Exercise directions: Can you render the material as a Markdown table, starting at the line that contains "the boy's white" and ending at the line that contains "[(107, 180)]", both included, with the columns Row (its number) and Line (its text) and blank lines left out?

══ Data for this exercise ══

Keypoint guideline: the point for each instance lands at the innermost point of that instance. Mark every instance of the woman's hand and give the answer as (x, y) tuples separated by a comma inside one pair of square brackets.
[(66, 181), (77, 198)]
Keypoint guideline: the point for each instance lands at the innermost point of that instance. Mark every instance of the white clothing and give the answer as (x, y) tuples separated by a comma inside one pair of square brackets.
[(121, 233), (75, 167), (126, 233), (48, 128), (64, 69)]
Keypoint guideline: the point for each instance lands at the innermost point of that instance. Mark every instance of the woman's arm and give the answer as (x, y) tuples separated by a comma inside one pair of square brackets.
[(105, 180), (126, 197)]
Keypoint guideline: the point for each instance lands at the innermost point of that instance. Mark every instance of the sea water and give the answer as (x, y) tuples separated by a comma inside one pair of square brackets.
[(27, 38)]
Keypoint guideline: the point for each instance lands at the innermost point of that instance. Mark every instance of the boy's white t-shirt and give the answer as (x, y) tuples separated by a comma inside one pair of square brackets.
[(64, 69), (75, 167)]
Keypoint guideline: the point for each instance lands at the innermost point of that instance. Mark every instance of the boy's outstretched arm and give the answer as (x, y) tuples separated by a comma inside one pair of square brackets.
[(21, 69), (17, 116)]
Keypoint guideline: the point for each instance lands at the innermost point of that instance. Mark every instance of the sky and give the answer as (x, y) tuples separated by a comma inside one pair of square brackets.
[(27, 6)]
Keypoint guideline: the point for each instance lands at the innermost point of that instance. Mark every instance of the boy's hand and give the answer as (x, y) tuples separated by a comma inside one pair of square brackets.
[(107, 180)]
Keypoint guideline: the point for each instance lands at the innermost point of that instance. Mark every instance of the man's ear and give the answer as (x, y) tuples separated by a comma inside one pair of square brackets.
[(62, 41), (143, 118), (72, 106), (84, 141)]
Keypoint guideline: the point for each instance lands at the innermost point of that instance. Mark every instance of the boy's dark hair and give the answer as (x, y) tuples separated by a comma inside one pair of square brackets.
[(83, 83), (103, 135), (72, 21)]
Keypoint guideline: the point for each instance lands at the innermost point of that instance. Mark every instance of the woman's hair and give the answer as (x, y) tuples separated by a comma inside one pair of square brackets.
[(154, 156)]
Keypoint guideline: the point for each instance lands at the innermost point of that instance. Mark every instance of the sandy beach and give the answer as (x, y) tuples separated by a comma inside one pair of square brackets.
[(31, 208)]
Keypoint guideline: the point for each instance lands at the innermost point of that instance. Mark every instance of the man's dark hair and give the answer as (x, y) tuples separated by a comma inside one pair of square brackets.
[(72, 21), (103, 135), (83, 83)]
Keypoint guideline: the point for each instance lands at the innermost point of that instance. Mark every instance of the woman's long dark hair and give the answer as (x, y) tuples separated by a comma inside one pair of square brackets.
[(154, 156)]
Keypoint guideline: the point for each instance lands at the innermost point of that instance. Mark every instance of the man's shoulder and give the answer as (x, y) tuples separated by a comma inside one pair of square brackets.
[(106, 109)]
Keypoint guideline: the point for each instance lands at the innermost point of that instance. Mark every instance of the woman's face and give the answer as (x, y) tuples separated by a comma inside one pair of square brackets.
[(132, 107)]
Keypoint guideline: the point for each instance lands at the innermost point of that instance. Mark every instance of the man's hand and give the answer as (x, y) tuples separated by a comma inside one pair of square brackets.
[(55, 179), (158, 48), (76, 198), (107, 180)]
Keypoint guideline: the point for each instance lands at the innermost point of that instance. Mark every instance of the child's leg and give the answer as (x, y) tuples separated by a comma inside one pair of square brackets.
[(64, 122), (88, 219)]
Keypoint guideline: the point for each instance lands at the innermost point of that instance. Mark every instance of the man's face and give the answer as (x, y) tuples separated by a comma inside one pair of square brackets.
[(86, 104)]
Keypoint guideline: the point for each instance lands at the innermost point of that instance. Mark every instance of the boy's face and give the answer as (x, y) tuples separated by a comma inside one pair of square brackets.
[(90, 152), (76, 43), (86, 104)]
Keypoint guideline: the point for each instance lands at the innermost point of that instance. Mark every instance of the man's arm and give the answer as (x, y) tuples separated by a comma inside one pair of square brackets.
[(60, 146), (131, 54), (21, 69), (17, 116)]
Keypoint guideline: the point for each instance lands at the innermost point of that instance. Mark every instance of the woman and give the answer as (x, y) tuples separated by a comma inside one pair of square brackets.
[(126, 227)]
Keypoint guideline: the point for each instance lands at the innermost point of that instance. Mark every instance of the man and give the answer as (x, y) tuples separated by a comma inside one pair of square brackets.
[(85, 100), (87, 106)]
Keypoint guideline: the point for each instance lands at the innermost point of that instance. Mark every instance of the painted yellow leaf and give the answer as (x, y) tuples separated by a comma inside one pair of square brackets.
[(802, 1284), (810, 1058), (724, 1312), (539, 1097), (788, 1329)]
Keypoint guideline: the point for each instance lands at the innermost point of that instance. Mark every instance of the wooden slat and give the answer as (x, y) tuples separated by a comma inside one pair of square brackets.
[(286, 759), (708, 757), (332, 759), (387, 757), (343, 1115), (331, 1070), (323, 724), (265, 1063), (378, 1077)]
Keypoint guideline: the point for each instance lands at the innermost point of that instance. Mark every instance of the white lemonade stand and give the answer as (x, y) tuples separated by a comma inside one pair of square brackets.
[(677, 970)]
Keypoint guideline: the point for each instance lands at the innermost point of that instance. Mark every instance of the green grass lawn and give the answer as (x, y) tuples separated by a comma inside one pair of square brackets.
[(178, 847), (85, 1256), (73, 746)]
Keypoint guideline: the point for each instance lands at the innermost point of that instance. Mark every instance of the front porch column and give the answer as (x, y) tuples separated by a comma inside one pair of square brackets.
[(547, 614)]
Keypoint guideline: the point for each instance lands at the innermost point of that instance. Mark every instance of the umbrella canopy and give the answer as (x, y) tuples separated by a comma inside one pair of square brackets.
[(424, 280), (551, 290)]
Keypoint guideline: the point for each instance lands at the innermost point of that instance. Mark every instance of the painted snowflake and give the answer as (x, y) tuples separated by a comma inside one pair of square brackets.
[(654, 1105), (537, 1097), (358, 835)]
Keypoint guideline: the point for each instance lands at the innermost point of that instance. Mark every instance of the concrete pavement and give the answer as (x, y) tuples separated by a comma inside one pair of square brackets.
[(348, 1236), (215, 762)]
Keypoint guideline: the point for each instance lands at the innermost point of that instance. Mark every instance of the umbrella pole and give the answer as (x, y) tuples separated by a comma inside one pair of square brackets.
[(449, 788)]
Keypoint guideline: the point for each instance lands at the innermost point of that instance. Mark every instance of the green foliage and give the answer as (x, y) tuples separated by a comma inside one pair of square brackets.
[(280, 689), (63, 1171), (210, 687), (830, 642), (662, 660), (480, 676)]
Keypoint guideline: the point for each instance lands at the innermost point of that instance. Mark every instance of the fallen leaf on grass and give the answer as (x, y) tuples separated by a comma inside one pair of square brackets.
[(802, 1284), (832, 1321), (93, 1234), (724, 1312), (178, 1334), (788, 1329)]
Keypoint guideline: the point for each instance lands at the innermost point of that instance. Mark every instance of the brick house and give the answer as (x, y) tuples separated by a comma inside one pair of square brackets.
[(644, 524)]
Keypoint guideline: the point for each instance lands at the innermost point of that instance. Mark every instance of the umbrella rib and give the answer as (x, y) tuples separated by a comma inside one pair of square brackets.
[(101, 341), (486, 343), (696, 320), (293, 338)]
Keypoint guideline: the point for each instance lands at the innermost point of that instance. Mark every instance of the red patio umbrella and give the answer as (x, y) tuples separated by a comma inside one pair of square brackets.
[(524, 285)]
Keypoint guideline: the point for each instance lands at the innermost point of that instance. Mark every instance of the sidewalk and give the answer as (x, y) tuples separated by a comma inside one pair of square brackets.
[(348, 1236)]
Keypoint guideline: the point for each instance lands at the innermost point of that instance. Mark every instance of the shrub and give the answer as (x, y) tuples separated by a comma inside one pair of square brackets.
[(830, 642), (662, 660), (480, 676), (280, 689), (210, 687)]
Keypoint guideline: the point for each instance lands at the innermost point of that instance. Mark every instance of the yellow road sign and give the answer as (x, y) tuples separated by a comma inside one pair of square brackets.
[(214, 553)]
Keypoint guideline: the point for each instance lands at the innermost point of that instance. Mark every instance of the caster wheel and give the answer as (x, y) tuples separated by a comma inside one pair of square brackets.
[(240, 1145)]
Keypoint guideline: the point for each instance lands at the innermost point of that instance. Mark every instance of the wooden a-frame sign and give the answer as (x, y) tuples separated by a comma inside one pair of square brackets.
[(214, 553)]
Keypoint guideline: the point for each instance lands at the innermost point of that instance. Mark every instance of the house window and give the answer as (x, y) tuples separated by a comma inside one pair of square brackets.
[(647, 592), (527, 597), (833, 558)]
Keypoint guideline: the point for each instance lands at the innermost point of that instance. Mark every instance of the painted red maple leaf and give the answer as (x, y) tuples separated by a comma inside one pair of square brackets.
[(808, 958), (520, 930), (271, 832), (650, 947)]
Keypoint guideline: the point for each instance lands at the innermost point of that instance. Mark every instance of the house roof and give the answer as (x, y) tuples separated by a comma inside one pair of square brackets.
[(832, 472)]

═══

Task answer:
| Row | Line |
|---|---|
| 1 | Keypoint guideline: the point for each instance lands at the innermost point of that instance. Mark every instance of the boy's white t-shirt and give the answer as (x, y) tuples separated by a comma inside one pair of square brackets. |
| 2 | [(64, 69), (75, 167)] |
| 3 | Keypoint guideline: the point for each instance lands at the innermost point of that instance. Mark every instance of the boy's outstretched arm and give the answer as (x, y) tuples separated by a comma inside one pair of square brackets. |
| 4 | [(21, 69), (17, 116)] |
| 5 | Keypoint guideline: the point for each instance lands at the innermost point of that instance. Mark every instance of the sky and give the answer as (x, y) tuples separated by a comma inside one pair of square brackets. |
| 6 | [(27, 6)] |
| 7 | Keypoint guideline: the point for each instance lands at the innermost point of that instance. Mark every instance of the boy's hand and give the answer as (x, y) tuples separated by a comma inside one pair of square brackets. |
| 8 | [(107, 180)] |